Não consigo ver uma razão clara para a recente popularização dos podcasts. Poderia falar sobre a quarentena, mas essa tendência vem desde antes, tanto que o rascunho desse texto jazia na página do blog desde outubro do ano passado, quando a epidemia já era realidade. Talvez tenha alguma relação com o fim de Game of Thrones, o declínio de House of Cards e o fato de Stranger Things ser extremamente curta e fazer cada menos sentido. Mas, por outro lado, existem dezenas de podcasts dedicados a discutir as séries que estão em andamento.

A hipótese mais grave, é claro, é de que tudo isso seja consequência da proliferação de áudios de WhatsApp. Que o fato de essa forma de comunicação ter se tornado aceitável estimulou as pessoas a produzirem áudios cada vez maiores que naturalmente se transformaram em podcasts.

Fato é que as grandes corporações perceberam este grande nicho de mercado. Ao entrar no G1 somos todos apresentados a um enorme catálogo de áudios com duração em torno de meia hora. O mesmo ocorre com o grupo Folha e aposto que a podcastmania vai desde o Brasil 247 até o Terça Livre. Isso sem contar uma multidão de blogs e uma horda de anônimos famosos.

* Exercícios propostos
A) Quais séries de televisão o texto sobre podcasts menciona?
B) Continue o texto sobre podcasts a partir da última frase apresentada.
Os dados vêm de uma fonte diferente.

[Dados de apontamento por expressão referencial]
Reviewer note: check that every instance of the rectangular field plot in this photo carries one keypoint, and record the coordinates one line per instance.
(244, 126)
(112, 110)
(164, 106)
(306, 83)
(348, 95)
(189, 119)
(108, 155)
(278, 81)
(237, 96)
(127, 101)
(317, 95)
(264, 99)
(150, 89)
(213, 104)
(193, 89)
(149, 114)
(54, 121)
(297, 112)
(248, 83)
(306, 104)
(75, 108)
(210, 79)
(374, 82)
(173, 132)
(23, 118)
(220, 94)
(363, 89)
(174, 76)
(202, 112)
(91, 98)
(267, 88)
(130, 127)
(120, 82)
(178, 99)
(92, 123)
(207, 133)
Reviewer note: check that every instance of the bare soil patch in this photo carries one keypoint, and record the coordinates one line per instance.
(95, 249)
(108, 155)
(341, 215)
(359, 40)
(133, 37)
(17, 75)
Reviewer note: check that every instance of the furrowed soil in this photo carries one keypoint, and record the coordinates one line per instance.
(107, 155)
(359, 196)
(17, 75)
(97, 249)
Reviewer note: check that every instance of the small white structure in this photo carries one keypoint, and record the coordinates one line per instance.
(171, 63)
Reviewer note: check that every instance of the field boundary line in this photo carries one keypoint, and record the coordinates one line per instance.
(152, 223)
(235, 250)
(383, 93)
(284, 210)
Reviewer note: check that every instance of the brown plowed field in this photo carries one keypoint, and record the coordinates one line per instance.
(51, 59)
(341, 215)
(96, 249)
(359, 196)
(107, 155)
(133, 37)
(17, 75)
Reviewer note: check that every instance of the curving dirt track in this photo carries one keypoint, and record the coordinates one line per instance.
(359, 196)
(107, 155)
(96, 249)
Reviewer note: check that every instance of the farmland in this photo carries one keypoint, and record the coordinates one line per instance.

* Exercícios resolvidos
A) Game of Thrones, House of Cards e Stranger Things.

B)
Resumindo: temos mais podcasts do que barbearias gourmets. E minha dúvida é se há público para tudo isso. Não é possível que haja tanta demanda assim de homens dispostos a cortarem seus cabelos em ambientes rústicos de macho lenhador e que toma cerveja artesenal. Mesmo que todo homem do mundo esteja disposto a cortar seu cabelo todo dia em uma barbearia gourmet, acho que muitas delas estariam ociosas.

Voltando aos podcasts, quase qualquer interação social em tempos atuais terminará com a indicação de um podcast. Se um ser humano for escutar todos os podcasts que lhe são indicados, ele muito provavelmente terá que abrir mão de todas as outras atividades de lazer disponíveis. Nada de ler um livro, ver um filme, jogar pedra na casa do vizinho, só restará tempo para ouvir podcasts sobre política, artes, assuntos aleatórios contados de uma maneira agradável que simula uma amizade forçada entre o apresentador e o ouvinte. Bem, talvez esse seja o objetivo.

Mas, indo além, para dar conta de absorver toda essa informação imprescindível, é preciso escutar podcast no trajeto entre casa e o trabalho. Escutar podcast enquanto prepara o café da manhã, enquanto toma o café da manhã e também nas outras refeições. Escutar podcast enquanto escova o dente e toma banho, enquanto troca de roupa, enquanto dorme em algum processo de mindfullness. Viver para escutar podcasts.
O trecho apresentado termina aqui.